◆ **Kutipan Dokumen**
+ + + +

Setelah  Sri Harto memberi laporan tentang keberadaan Aidit tersebut, siasat segera disusun. Untuk menambah kepercayaan Aidit, Sri Harto diberi pengawalan oleh dua orang dari para Pemuda-Pelajar, sekaligus untuk mengawasinya, apakah Sri Harto jujur atau tidak dan kepadanja diberi sepucuk pistol untuk peganganya . Oleh para senior hal tersebut segera dilaporkan kepada Kol.Yasir yang rupa-rupanya kurang percaya bahkan minta apa jaminanya jika bohong. Jawaban Suhari dia bersedia ditembak mati apabila laporanya tidak benar, karena mereka itu berjoang didorong oleh keyakinanya tiada pamrih pribadi demi untuk menegakkan Republik Indonesia yang mereka ikut mendirikanya.. Keberadaan Aidit di Solo, sudah beberapa hari dibuntuti, sesuai kesepakatan dengan Sri Harto. Laporan kepada Kol.Yasir tersebut rupa-rupanya bocor. Rumah dimana Aidit ditempatkan, ternyata digerebeg oleh sepasukan polisi yang selama itu tidak berperan aktif, dan penyerbuan tersebut sama sekali tidak ada koordinasi, dimaksud hanya untuk menciptakan kekalutan belaka.
Kemudian ketahuan, bahwa Sekretaris Pekuper dari Kol. Yasir, yaitu Letkol Muklis Ari Sudewo, adalah seorang komunis yang mempengaruhi polisi untuk melakukan penyergapan, padahal selama kampanye melawan G30S tidak berperan. Sergapan tersebut karena tanpa koordinasi, hampir menimbulkan bentrokan dengan Pemuda Pelajar yang bertugas untuk mengamat-amati Aidit. Beruntung bahwa sebelumnya Aidit sudah dipindahkan ke kampung Sambeng. Letnan Sembiring (terakhir jendral) yang mengejarnya di Pati tetapi tidak berhasil menangkap, teryata memergoki Muklis Ari Sudewo di Solo, ia menjadi orang kedua Pekuper. Dalam tubuh AD di Solo masih banyak unsur-unsur komunis (bagian operasi, Kapt. Hardijo, CPM a.l Lettu Abu) dll.
Kericuhan dalam operasi sering terjadi karena Pemuda Pelajar sering dijerumuskan kalau melakukan patroli terutama di malam hari, rupa-rupanya unsur-unsur PKI sudah terlebih dahulu diberitahu. Tetapi berkat pengalaman, dapat mencium gelagat yang tidak baik dan tipuan-tipuan tersebut dapat dihindari. Maka setelah itu mereka membuat gerak tipu sendiri sehingga dapat menangkap dan merampas banyak unsur-unsur PKI dan persenjataanya. Kekalutan di Solo ditambah dengan sering bentroknya golongan Islam dengan golongan Nasionalis yang juga banyak dari mereka itu yang diadu domba dan menjadi korban dibantai oleh komunis, menjadikan keadaan bertambah rawan. Sri Harto adalah Ketua SBIM (Sarekat Buruh Industri Metal) di pabrik panci Blima. Bapaknya Sri Harto adalah seorang dari kalangan atas Mangkunegaran, KRT. Sutarwo Hardjomiguno, lincah luwes hingga mampu kekanan-kekiri (kemungkinan besar berada dalam jaringan Van der Plas, karena dapat ketempatan Aidit tanpa bocor). Kakak Sri Harto menjadi Asisten Wedana (PKI) di Klego daerah Boyolali, yang dinilai banyak merugikan dan menteror rakyat, maka dihabisi oleh rakyat sendiri..

+ + + +

◆ **Rumusan Soal A**
Jawab pertanyaan berikut berdasarkan kutipan tentang Aidit di Solo di atas:
(i) Siapa Sekretaris Pekuper dari Kol. Yasir?
(ii) Ke kampung mana Aidit sudah dipindahkan sebelum penyergapan polisi?
(iii) Sri Harto menjabat ketua organisasi apa, dan di pabrik apa?

◆ **Entri dari sebuah dataset**
+ + + +

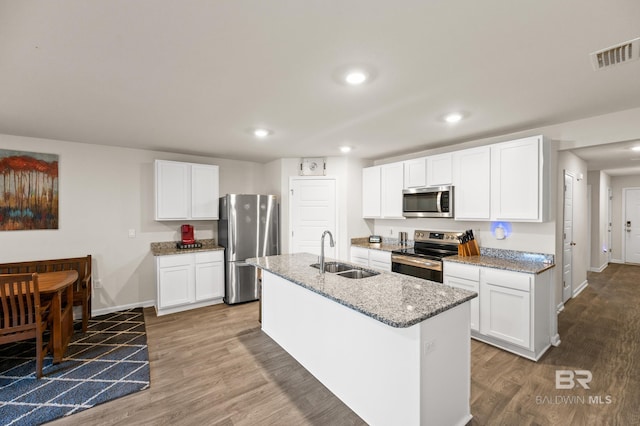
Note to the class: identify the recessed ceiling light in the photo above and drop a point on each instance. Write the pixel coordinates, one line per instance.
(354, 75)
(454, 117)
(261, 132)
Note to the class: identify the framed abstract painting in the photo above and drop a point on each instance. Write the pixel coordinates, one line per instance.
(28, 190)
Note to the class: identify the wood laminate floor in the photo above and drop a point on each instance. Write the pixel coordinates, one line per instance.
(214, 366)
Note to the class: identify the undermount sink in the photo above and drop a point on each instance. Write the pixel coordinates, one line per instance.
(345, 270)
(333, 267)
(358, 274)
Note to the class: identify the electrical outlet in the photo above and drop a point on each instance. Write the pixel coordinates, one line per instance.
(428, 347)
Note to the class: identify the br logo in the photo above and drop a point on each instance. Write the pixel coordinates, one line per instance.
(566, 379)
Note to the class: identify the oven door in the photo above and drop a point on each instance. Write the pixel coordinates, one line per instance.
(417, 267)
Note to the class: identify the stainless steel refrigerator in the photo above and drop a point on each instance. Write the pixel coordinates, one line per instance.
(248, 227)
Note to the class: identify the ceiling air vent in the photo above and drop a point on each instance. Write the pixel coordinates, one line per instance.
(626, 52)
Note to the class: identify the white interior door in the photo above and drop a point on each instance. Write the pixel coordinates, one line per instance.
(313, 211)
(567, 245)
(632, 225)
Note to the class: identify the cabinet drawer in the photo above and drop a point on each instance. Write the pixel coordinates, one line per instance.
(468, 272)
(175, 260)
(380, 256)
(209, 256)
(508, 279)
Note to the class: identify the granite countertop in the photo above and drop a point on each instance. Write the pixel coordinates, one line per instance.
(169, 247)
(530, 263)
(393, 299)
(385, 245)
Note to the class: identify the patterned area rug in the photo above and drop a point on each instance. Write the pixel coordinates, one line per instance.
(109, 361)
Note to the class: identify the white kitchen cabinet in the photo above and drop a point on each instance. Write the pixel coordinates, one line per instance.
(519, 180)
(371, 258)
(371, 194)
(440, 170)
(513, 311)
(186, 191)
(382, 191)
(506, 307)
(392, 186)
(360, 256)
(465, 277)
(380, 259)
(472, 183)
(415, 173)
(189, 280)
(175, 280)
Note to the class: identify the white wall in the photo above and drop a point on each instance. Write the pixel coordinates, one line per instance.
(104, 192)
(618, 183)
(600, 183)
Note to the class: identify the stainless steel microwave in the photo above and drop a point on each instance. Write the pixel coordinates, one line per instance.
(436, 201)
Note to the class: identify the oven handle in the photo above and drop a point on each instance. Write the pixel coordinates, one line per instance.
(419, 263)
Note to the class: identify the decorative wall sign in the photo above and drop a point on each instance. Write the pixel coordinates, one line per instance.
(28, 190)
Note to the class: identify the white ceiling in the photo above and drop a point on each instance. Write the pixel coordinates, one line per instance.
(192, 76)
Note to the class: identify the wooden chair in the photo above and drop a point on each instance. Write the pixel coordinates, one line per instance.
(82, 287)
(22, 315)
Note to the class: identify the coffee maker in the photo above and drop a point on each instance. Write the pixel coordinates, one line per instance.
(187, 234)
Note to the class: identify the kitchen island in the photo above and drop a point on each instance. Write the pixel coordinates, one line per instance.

+ + + +

◆ **Rumusan Soal B**
Tampilkan setiap baris dalam entri yang memuat kata "door".

◆ **Jawaban Benar A**
(i) Letkol Muklis Ari Sudewo.
(ii) Kampung Sambeng.
(iii) SBIM (Sarekat Buruh Industri Metal), di pabrik panci Blima.

◆ **Jawaban Benar B**
Note to the class: identify the oven door in the photo above and drop a point on each instance. Write the pixel coordinates, one line per instance.
Note to the class: identify the white interior door in the photo above and drop a point on each instance. Write the pixel coordinates, one line per instance.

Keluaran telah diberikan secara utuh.